** PASSAGE EXTRAIT **
==*==

L'évènement :
Je reprends tout d’abord le récit écrit le jour même sous le coup de la surprise et de l’émotion. Je rêvais, en osant à peine l’espérer, voir un lynx une fois dans ma vie. Mais il était si improbable que ça se passe en plein midi et dans notre jardin que j’ai mis quelques secondes à identifier l’animal. J’étais sortie avec l’idée de surprendre un chat…
" Ce mardi 16 octobre, vers 12h30, nous allions nous asseoir à la table du déjeuner. Des cris de chat ont attiré mon attention, des plaintes comme celles que l’on entend lors d’une bagarre. Avec les matous qui traînent dans le coin, c’est assez fréquent. Mais ces cris m’ont paru, plus plaintifs, bizarres. Il y avait aussi les pies qui menaient un tapage inhabituel dans les arbres. Je suis sortie et j’ai vu au bout de la petite allée ce qui m’a semblé être un gros chat roux inconnu dans le coin tenant dans sa gueule et sous ses pattes un chat noir est blanc que j’ai d’abord pris pour notre Lulu. Je me suis avancée en tapant des pieds pour l’effaroucher, pensant faire lâcher prise à ce gros chat. J’ai continué mon geste sans bien regarder, mais à deux mètres ( !) j’ai bien été obligée de voir son pelage et surtout ses oreilles ! Je n’en croyais pas mes yeux. Un jeune lynx !
Il tenait la tête du chat serrée entre ses mâchoires, un jeune chat de l’année (beaucoup de chats « semi-sauvages » gravitent autour de la maison). Désemparée par les plaintes du minou, j’ai couru appeler mon mari… en pleurant. Lorsque nous sommes revenus à deux, le lynx a battu en retraite vers la haie qui borde le jardin. J’étais trop émue pour penser à prendre des photos. Le petit chat avait une cuisse déchiquetée et les deux yeux crevés. Pour lui éviter des souffrances, mon mari est allé chercher sa carabine pour l’achever de d’un plomb dans la tête. Dur… le matin même, il tentait de le caresser en lui donnant à manger.
Je ne suis pas atteinte de sensiblerie lorsque je songe à la prédation qui règne dans la nature. Il faut que tout le monde mange. Mais là, assister à la mort d’un petit chat à côté de la maison…
Allant rechercher une chaussure que j’avais perdue dans ma course (et retrouvée bien après), nous avons vu le lynx revenir chercher sa proie. Il devait être affamé. Sans méfiance apparente envers nous qui le regardions du coin de la maison à moins de 10 mètres, il s’est approché et a emporté le chat mort vers la haie. C’est seulement à ce moment que j’ai pu faire des photos (zoom équivalent 90 et recadrage, 12h42 – 12h44). "

==*==

** LIGNES DE DONNÉES **
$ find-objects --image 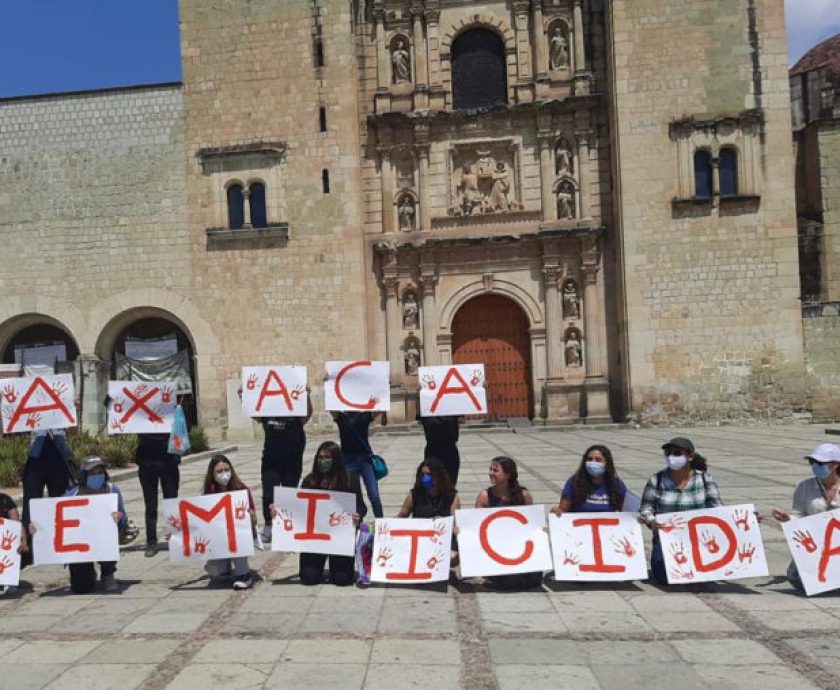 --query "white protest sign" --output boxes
[418,364,487,417]
[656,503,768,584]
[455,506,551,577]
[782,510,840,596]
[548,513,647,582]
[108,381,178,434]
[0,374,76,434]
[29,493,120,565]
[242,366,309,417]
[370,517,452,584]
[163,489,254,563]
[271,486,356,556]
[0,518,23,587]
[324,360,391,412]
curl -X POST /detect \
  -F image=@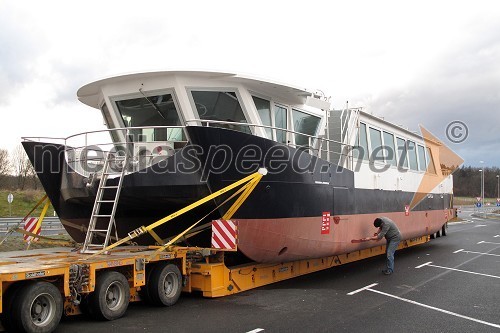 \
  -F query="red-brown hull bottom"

[238,209,453,263]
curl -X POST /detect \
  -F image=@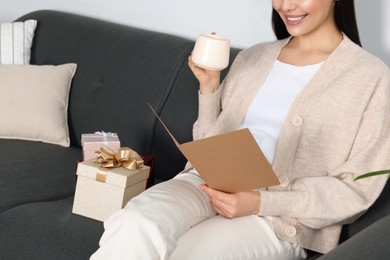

==*==

** TRAVAIL À FAIRE **
1. Recopiez fidèlement le passage du récit de la rencontre avec le lynx qui s'ouvre sur les mots « Il tenait la » et se clôt sur « donnant à manger. ».
2. Indiquez si chacune des affirmations suivantes s'accorde avec le récit de la rencontre avec le lynx. Répondez par oui ou par non, en citant les mots du récit qui tranchent.
(a) La scène a lieu un mardi 16 octobre, vers 12h30.
(b) Des photos ont été prises dès que le lynx a été reconnu.
(c) Le lynx est revenu chercher le chat mort.

** RÉPONSES FINALES **
1.
Il tenait la tête du chat serrée entre ses mâchoires, un jeune chat de l’année (beaucoup de chats « semi-sauvages » gravitent autour de la maison). Désemparée par les plaintes du minou, j’ai couru appeler mon mari… en pleurant. Lorsque nous sommes revenus à deux, le lynx a battu en retraite vers la haie qui borde le jardin. J’étais trop émue pour penser à prendre des photos. Le petit chat avait une cuisse déchiquetée et les deux yeux crevés. Pour lui éviter des souffrances, mon mari est allé chercher sa carabine pour l’achever de d’un plomb dans la tête. Dur… le matin même, il tentait de le caresser en lui donnant à manger.

2.
(a) Oui : « Ce mardi 16 octobre, vers 12h30 ».
(b) Non : « J’étais trop émue pour penser à prendre des photos. »
(c) Oui : « nous avons vu le lynx revenir chercher sa proie ».